:: The input
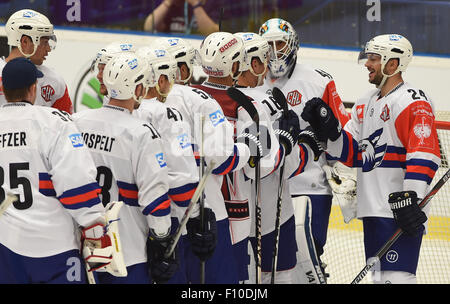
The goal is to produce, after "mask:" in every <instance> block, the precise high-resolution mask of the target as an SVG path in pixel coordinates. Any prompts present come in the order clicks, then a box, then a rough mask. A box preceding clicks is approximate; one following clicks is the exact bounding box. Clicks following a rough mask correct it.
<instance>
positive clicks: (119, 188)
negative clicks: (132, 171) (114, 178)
mask: <svg viewBox="0 0 450 304" xmlns="http://www.w3.org/2000/svg"><path fill="white" fill-rule="evenodd" d="M117 187H118V188H119V201H123V202H124V203H125V204H127V205H128V206H133V207H138V206H139V202H138V193H139V189H138V187H137V185H136V184H130V183H125V182H121V181H117Z"/></svg>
::::
*What you have to do*:
Without the pictures, return each entry exactly as given.

*Exercise solution*:
The goal is to produce, after "mask:" in every <instance> block, the precise high-resolution mask of the target as an SVG path in pixel coordinates. Any prompts present come in the order clicks, then a box, then a rough mask. A box preceding clicks is approximate; one following clicks is the exact bounding box. Clicks following a rough mask correct it.
<instance>
positive clicks: (119, 188)
negative clicks: (132, 171) (114, 178)
mask: <svg viewBox="0 0 450 304" xmlns="http://www.w3.org/2000/svg"><path fill="white" fill-rule="evenodd" d="M117 187H118V188H119V201H123V202H124V203H125V204H127V205H128V206H133V207H138V206H139V202H138V193H139V189H138V187H137V185H136V184H130V183H125V182H121V181H117Z"/></svg>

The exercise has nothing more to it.